# Your assignment:
Where the word "instance" occurs in a line of the data, return the whole line.

# Material shown:
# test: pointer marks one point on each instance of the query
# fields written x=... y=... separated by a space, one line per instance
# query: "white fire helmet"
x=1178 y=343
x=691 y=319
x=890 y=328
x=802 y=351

# Final answer:
# test: pointer marks one point on each instance of the query
# fields written x=... y=... separated by a space, one line per instance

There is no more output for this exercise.